*Task instructions*. Can you turn the records below into a numbered list, one record per item, with blank lines left out?

-.-.-

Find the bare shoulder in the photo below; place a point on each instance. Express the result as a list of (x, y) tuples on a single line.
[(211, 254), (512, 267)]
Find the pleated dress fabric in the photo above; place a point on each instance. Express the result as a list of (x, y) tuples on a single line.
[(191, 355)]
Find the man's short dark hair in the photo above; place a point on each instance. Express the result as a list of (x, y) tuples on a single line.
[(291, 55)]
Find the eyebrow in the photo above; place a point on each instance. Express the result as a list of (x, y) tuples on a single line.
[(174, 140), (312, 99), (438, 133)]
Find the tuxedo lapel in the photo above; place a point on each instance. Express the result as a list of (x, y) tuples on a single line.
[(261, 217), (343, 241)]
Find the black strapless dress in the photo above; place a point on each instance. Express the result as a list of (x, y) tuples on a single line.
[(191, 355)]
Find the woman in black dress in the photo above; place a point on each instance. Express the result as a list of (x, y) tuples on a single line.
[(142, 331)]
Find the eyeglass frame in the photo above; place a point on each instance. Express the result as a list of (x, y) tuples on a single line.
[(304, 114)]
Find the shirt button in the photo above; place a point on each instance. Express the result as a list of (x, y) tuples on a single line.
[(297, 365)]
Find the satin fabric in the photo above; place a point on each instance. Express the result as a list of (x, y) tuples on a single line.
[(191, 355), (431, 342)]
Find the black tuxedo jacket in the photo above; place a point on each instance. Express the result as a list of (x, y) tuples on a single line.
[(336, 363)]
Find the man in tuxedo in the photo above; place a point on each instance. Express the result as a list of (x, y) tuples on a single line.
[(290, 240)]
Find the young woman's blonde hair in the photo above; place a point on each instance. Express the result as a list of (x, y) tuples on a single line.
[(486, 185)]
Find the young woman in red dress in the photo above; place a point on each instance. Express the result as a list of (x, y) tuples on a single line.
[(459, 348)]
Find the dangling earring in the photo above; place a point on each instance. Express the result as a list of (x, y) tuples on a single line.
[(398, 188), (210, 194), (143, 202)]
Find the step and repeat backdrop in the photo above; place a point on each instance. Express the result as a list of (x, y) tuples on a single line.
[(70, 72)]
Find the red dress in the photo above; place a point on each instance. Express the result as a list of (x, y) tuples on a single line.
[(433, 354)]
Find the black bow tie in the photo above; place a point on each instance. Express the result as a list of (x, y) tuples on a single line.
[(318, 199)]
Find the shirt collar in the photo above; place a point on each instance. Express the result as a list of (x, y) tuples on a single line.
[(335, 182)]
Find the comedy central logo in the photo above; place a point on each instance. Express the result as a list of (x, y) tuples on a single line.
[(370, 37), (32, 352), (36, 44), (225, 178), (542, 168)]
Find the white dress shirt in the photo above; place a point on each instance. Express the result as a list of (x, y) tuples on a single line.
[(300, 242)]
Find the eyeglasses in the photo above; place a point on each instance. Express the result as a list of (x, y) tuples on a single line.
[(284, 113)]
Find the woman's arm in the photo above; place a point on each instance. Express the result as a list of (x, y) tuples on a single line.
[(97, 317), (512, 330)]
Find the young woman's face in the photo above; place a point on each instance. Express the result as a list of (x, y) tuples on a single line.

-.-.-

*Full response*.
1. Find the bare shoulder in the photo below; place a point on each instance. Express the result as a list of (x, y) tuples on a single line.
2. [(211, 254), (512, 267)]
3. Find the pleated dress fabric in the photo above; place a point on each instance. Express the result as a list of (x, y) tuples on a single line.
4. [(191, 355)]
5. Find the man's short dark hair in the photo above; place a point on each instance. Express the result as a list of (x, y) tuples on a single line.
6. [(291, 55)]
7. Find the eyebrow in the photo above; place a point on each instance. Express the result as a list of (x, y) tuples on a single line.
8. [(174, 140), (312, 99), (438, 133)]
9. Find the tuxedo lapel in the photo above; place a point on each instance. Express the result as a list of (x, y) tuples on a single line.
10. [(261, 217), (343, 241)]
11. Find the black strapless dress in the photo above; place a point on each instance. Express the result as a list of (x, y) tuples on a single line.
12. [(191, 355)]
13. Find the woman in black dress in the photo above; place a point on each instance. Express the result as a list of (x, y) tuples on a single line.
14. [(142, 331)]
15. Find the eyeglass frame in the photo above; place a point on each instance. Express the result as a list of (x, y) tuples on a single line.
16. [(304, 114)]
17. Find the shirt button in the photo above; place a point on each instance. Express the result as a list of (x, y) tuples on a single line.
18. [(297, 365)]
19. Find the satin fabric in the photo above; place a point on each instance. Express the result as a list of (x, y) tuples on a single line.
20. [(191, 355), (431, 342)]
21. Find the black tuxedo jacket in the photo above; place a point on each instance. Express the result as a list of (x, y) tuples on a single line.
22. [(336, 363)]
23. Find the man in tuxedo in the photo above; place a point on each instance. Express the result as a list of (x, y) tuples on a single line.
24. [(290, 240)]
25. Find the young woman's blonde hair in the photo above; place a point on each instance. Express the result as a list of (x, y) tuples on a single line.
26. [(486, 185)]
27. Find the young woman in red dress in the photo above; place a point on each instance. Express the result as a list of (x, y) tuples on a single line.
28. [(459, 348)]
29. Find the dangling earring in the photo above; place a point on each instance. Express the result as a list of (x, y) tuples on a single line.
30. [(398, 188), (210, 194), (143, 202)]
31. Find the step and repeat backdrop in the photo above; place a point on each instance. Express the result as a list of (x, y) tuples on a single line.
32. [(70, 72)]
33. Find the red dress in the photo above; place a point on each instance. Express the result as a list of (x, y) tuples on a single line.
34. [(433, 354)]
35. Find the black bow tie in the photo above; place a point on each instance. Express the result as a list of (x, y) tuples on a single line.
36. [(318, 199)]
37. Find the shirt collar in the photo above; place a point on each instance. Express the result as a list of (x, y) tuples on a single line.
38. [(335, 182)]
39. Find the comedy central logo in the photo above; place a point on each instance. Express the result as a list of (x, y) tuples on a single line.
40. [(370, 37), (32, 352), (36, 44), (225, 178), (542, 168)]
41. Find the white dress shirt in the photo above; place a point on each instance. Express the result as a list of (x, y) tuples on a single line.
42. [(300, 242)]
43. Find the eyeglasses in the photo above; place a point on each instance. Express the result as a list of (x, y) tuples on a single line.
44. [(284, 113)]
45. Find the woman's arm in the photo above; place a point on each instance. Express the result as a list of (x, y) tuples on a single line.
46. [(97, 317), (512, 330)]
47. Find the young woman's face in the photo above; place a point on each instance. Express the result as a list of (x, y) tuples on a single line.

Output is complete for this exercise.